(Some data)

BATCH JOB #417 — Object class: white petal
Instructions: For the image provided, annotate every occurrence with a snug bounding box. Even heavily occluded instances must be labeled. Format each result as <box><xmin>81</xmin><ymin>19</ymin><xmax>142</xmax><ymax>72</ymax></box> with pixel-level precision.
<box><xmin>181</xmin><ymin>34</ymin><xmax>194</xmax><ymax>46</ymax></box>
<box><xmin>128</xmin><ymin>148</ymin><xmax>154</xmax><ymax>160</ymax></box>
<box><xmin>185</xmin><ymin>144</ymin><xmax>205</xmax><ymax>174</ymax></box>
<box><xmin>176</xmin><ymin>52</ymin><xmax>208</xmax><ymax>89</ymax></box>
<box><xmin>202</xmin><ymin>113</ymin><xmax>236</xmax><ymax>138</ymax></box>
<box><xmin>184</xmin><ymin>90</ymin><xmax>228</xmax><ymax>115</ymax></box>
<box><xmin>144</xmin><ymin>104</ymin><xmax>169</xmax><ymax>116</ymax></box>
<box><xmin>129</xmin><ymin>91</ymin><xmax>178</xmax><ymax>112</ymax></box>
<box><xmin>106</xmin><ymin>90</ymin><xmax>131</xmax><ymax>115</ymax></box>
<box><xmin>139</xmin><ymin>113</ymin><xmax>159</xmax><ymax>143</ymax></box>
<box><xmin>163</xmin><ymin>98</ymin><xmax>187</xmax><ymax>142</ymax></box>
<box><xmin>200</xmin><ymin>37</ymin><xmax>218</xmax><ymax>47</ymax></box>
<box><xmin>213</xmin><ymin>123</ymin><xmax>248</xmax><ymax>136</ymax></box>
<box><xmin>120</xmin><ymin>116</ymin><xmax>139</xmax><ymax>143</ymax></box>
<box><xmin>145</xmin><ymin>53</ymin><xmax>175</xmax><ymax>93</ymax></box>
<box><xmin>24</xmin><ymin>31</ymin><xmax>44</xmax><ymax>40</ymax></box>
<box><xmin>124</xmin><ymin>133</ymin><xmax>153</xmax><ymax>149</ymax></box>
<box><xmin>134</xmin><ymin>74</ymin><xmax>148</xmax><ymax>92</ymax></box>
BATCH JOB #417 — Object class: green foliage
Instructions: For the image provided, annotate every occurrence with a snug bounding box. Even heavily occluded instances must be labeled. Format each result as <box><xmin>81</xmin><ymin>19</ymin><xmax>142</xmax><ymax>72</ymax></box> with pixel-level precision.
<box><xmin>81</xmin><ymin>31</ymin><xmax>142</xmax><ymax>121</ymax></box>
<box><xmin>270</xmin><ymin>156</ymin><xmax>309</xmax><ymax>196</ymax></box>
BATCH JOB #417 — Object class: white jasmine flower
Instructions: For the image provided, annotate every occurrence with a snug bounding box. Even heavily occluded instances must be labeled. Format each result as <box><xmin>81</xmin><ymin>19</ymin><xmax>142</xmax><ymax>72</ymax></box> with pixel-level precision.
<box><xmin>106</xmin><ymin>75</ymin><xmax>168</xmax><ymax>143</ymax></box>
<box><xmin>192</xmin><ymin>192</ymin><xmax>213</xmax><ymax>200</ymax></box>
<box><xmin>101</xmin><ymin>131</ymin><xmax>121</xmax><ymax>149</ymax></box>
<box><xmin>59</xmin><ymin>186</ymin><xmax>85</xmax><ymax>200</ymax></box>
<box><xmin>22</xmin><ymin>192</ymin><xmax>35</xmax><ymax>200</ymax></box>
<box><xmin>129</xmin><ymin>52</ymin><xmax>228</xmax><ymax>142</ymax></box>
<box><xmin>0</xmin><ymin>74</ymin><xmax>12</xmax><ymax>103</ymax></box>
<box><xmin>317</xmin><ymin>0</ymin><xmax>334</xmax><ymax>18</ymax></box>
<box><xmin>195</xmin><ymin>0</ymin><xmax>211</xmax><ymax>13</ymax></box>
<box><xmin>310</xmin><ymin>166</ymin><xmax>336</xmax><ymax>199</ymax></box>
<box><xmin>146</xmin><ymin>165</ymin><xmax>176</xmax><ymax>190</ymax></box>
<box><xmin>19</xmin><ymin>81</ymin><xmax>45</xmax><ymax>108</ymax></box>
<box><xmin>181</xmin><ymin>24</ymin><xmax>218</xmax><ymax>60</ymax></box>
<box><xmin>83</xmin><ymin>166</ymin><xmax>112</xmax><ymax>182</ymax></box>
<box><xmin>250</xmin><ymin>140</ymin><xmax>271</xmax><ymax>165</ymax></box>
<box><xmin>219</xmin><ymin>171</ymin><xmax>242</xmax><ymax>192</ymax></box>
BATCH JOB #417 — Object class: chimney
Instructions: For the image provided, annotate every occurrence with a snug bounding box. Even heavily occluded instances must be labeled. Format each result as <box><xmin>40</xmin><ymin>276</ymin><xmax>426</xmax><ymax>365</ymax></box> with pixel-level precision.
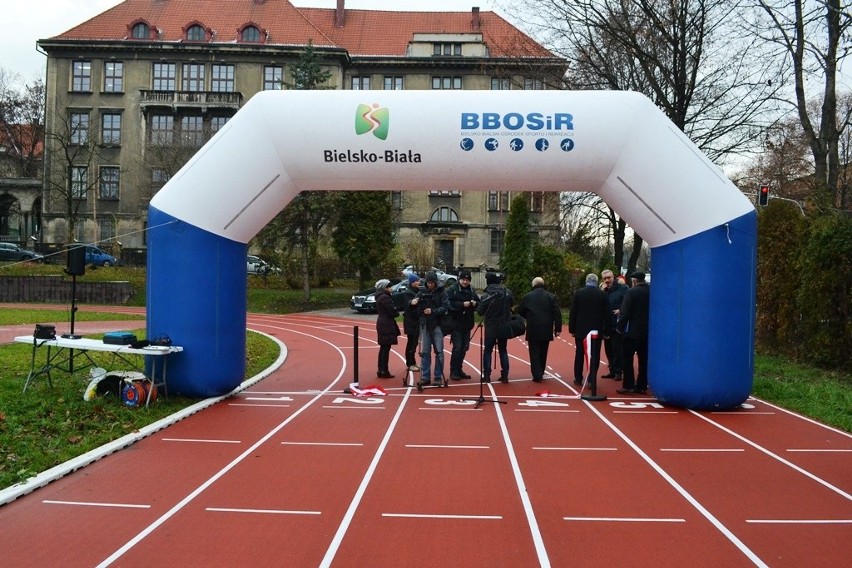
<box><xmin>334</xmin><ymin>0</ymin><xmax>346</xmax><ymax>28</ymax></box>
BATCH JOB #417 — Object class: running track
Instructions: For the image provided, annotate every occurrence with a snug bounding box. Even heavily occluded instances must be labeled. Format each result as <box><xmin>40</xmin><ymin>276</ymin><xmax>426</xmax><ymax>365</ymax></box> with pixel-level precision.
<box><xmin>0</xmin><ymin>314</ymin><xmax>852</xmax><ymax>567</ymax></box>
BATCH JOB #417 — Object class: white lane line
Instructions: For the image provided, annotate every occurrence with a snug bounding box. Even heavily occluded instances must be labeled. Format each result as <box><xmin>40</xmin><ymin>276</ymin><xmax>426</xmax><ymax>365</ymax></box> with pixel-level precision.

Aim: How many lines of the data above contain the word "class"? Reply with the number alone.

Right answer: 6